Retype each entry below exactly as it stands.

[Object point labels]

+ + +

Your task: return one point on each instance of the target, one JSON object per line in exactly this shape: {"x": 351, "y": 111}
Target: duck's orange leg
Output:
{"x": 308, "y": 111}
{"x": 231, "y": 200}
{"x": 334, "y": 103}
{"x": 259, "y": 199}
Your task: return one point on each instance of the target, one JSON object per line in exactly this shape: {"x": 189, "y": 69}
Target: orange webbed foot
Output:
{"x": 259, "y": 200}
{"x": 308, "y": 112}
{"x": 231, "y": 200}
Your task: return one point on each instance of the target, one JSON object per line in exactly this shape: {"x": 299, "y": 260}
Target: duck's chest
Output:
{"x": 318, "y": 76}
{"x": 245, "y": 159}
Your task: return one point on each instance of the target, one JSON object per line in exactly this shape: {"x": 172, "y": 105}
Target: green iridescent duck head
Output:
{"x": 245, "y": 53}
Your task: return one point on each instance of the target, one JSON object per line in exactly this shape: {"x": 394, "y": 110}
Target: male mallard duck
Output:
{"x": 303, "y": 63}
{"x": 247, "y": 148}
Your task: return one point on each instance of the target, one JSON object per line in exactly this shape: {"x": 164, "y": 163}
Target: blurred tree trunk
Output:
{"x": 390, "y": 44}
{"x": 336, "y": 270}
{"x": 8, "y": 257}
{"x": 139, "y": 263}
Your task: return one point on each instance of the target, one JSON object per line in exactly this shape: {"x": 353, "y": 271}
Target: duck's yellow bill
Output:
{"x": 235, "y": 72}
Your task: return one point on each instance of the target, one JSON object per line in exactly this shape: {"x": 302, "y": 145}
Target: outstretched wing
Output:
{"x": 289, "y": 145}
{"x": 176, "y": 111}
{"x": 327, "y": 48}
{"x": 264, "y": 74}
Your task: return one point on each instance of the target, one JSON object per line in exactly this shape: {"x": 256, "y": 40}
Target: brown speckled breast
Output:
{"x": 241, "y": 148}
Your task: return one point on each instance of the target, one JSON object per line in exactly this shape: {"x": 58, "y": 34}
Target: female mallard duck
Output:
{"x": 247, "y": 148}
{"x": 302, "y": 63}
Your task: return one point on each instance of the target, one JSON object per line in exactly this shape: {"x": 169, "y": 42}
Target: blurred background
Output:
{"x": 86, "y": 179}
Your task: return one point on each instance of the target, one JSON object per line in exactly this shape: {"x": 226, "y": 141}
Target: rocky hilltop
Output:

+ + +

Answer to this task »
Your task: return one point on each instance of the target, one JSON object per line in exactly this shape: {"x": 351, "y": 111}
Target: duck's orange leg
Output:
{"x": 308, "y": 111}
{"x": 231, "y": 200}
{"x": 334, "y": 103}
{"x": 259, "y": 199}
Your task: return one point on each instance of the target, one JSON object per line in exactly this shape: {"x": 189, "y": 69}
Target: orange webbed foot
Output:
{"x": 259, "y": 200}
{"x": 308, "y": 112}
{"x": 231, "y": 200}
Your task: return one point on each instance of the target, one JSON object per line in exactly this shape: {"x": 299, "y": 260}
Target: duck's chest
Output:
{"x": 318, "y": 76}
{"x": 245, "y": 159}
Your task: return one point on each instance of the target, one JSON object per line in exactly this shape: {"x": 172, "y": 105}
Target: green iridescent duck head
Output:
{"x": 245, "y": 53}
Your task: return one point on each instance of the target, one JSON object per line in exactly this shape: {"x": 394, "y": 110}
Target: male mallard duck
Output:
{"x": 303, "y": 63}
{"x": 247, "y": 148}
Your task: return one point on each instance of the target, one JSON object per line in exactly this shape: {"x": 164, "y": 163}
Target: blurred tree trunk
Output:
{"x": 390, "y": 44}
{"x": 336, "y": 270}
{"x": 8, "y": 257}
{"x": 139, "y": 263}
Your task: return one point on each instance of the target, one JSON object per line in exactly this shape: {"x": 353, "y": 271}
Target: duck's yellow bill
Output:
{"x": 235, "y": 72}
Your task: return one point on each instance of the target, one JSON object per line in exactly this shape: {"x": 302, "y": 145}
Target: outstretched wing
Output:
{"x": 289, "y": 145}
{"x": 176, "y": 111}
{"x": 327, "y": 48}
{"x": 264, "y": 74}
Your task: return one point on each instance of the target, one JSON object per line in exactly this shape: {"x": 256, "y": 40}
Target: brown speckled breast
Output:
{"x": 241, "y": 148}
Your task: return one point on each instance of the target, one JSON object per line in exactly this shape: {"x": 58, "y": 34}
Target: female mallard duck
Output:
{"x": 247, "y": 148}
{"x": 302, "y": 63}
Your task: return one point on each instance of the target, one JSON object per line in exactly this shape: {"x": 169, "y": 42}
Target: blurred background
Output:
{"x": 86, "y": 179}
Your task: return one point on each instance of the target, one JSON object per line in exactly this shape: {"x": 226, "y": 141}
Target: rocky hilltop
Output:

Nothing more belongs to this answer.